### [Provided records]

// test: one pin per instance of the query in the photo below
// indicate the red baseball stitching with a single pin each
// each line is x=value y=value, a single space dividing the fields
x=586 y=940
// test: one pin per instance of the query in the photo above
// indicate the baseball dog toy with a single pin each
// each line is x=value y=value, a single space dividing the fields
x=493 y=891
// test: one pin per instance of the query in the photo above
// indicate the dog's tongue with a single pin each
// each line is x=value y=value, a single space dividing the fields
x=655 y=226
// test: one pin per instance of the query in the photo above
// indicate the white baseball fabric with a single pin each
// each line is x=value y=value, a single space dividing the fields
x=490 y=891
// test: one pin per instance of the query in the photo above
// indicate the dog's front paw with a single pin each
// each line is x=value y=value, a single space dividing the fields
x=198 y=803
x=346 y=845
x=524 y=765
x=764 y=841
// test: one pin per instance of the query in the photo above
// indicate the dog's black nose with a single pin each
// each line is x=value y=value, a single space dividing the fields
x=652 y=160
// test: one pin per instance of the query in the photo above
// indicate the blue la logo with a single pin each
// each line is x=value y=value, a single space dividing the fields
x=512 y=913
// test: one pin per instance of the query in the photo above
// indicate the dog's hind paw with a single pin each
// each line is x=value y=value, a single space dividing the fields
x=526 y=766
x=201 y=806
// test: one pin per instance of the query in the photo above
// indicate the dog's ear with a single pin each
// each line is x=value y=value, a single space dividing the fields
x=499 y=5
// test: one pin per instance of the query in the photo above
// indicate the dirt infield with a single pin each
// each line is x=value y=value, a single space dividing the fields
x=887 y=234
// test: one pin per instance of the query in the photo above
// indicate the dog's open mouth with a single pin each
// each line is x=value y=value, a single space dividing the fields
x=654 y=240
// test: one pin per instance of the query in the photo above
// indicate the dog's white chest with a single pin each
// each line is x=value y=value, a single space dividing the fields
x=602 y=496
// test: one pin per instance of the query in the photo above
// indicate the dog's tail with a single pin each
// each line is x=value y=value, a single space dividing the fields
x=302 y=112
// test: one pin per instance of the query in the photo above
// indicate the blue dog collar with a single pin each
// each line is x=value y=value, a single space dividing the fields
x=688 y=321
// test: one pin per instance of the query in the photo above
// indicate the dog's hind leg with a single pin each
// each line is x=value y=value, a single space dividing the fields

### [Aim]
Can you reproduce the items word for word, starting at their first line and stopping after the line that contains "x=586 y=940"?

### [Exercise response]
// test: one pin per instance of the query in the photo below
// indicate the red baseball stitching with a single pin each
// each line is x=value y=value, a single space dividing the fields
x=586 y=940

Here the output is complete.